Copy out the entries below word for word, starting at the line containing "I need to find the bridal" and continuing up to and including the line containing "58;375;81;397".

■ ■ ■ ■

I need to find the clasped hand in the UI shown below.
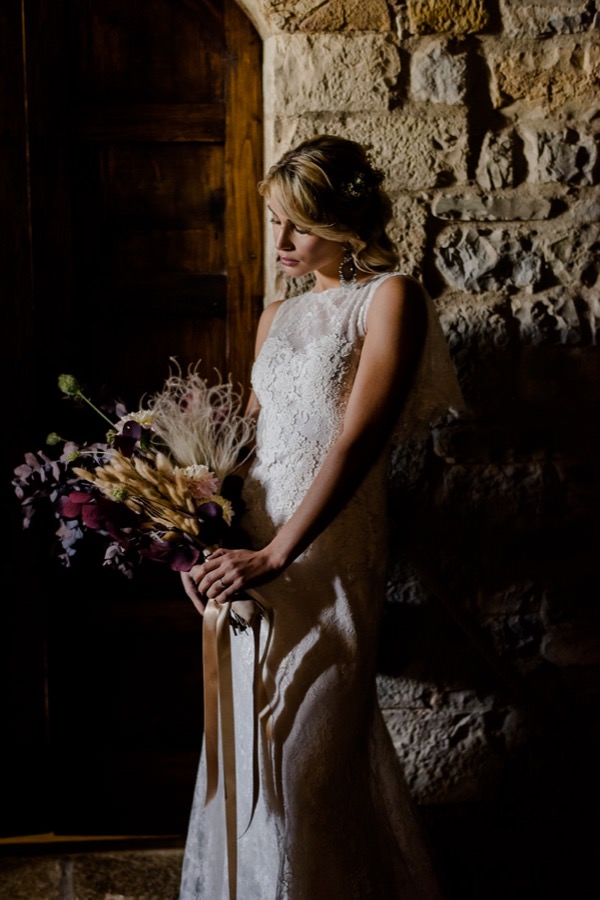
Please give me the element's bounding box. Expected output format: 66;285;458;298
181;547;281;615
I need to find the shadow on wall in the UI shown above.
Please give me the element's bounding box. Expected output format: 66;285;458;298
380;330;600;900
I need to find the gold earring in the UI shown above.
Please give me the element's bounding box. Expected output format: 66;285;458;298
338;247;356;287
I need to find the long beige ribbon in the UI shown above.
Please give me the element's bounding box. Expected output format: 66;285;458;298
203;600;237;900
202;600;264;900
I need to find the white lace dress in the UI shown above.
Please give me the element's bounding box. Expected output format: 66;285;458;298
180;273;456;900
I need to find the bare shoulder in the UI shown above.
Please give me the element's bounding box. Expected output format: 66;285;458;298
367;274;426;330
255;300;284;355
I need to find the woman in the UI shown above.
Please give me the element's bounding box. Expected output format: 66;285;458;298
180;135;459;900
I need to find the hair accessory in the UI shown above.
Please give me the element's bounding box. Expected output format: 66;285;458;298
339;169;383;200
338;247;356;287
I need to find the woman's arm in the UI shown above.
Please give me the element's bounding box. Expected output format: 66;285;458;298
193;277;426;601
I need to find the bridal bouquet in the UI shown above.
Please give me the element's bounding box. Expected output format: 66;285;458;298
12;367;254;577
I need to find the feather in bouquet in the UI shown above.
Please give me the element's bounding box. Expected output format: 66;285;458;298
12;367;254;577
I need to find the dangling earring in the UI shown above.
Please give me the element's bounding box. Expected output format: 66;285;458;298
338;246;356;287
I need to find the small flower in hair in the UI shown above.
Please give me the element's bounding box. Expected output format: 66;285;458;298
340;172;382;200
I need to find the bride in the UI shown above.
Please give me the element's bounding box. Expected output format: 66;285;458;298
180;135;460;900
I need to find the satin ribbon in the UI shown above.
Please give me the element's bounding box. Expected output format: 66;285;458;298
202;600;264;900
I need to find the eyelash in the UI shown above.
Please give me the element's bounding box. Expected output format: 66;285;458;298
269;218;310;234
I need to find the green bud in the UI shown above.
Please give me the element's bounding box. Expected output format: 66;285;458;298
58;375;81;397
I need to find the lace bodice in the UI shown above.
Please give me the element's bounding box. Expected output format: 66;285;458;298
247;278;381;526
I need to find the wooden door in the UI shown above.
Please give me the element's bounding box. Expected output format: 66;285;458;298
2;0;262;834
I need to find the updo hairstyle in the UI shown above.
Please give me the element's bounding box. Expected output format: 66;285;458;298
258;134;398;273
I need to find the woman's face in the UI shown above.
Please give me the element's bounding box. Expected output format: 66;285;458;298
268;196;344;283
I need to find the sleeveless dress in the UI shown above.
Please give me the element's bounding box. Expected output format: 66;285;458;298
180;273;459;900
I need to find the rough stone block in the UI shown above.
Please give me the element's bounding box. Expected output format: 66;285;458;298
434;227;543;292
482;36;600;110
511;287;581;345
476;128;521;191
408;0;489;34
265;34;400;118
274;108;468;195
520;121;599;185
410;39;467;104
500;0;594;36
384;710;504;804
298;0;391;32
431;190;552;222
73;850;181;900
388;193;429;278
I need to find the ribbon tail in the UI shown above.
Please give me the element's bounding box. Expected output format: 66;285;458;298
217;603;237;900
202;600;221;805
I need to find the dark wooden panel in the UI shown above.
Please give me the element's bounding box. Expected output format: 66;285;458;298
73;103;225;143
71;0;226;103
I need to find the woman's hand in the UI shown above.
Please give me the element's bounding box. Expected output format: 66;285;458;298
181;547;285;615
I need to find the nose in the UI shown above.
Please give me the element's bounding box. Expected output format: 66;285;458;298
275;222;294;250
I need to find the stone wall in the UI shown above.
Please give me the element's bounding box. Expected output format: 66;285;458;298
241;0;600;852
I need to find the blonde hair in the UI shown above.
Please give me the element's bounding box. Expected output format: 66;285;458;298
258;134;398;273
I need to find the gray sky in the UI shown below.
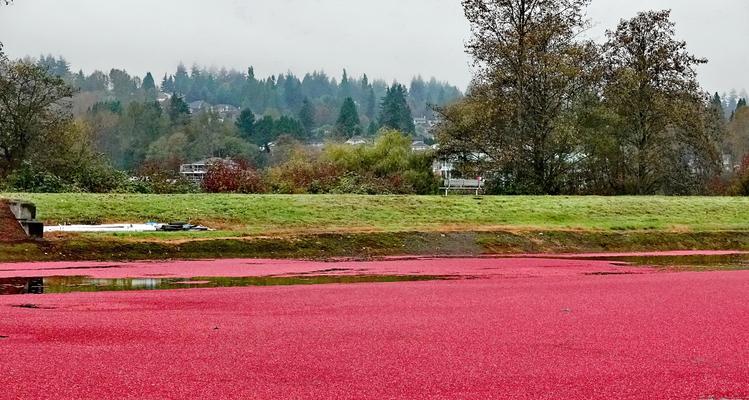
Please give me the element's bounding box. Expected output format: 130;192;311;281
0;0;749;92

■ ■ ■ ■

> RESPONSE TO THIS TASK:
I need to find the bridal bouquet in the UI shown above.
Please give me the element's bounding box. Expected output format: 66;285;458;298
12;367;254;577
I need to find the feather in bouquet in the UI shown above.
Please give me the element's bounding box. Expected output format: 66;285;458;298
12;367;254;577
I need to find the dangling earring in the UI shown above.
Please give me the element's bounding box. Expected output format: 66;285;458;298
338;246;356;287
I need to find the small flower in hair in the UI shown above.
Please give me the element's bounding box. Expected output format: 66;285;458;298
340;172;382;200
I need to find the bride in the UI shown above.
Please give me the element's bounding box. Expected output format: 66;285;458;298
180;135;460;900
I need to find the satin ribbon in the UI shown above.
Please give me the element's bounding box. Expected output format: 66;285;458;298
202;600;264;900
I need to find the eyelash in the UI shown above.
Please give me the element's bounding box. Expected output format: 66;285;458;298
269;218;310;234
I need to find the green bud in the UI shown above.
Please give me the element's bounding box. Expected output format: 66;285;458;298
58;375;81;397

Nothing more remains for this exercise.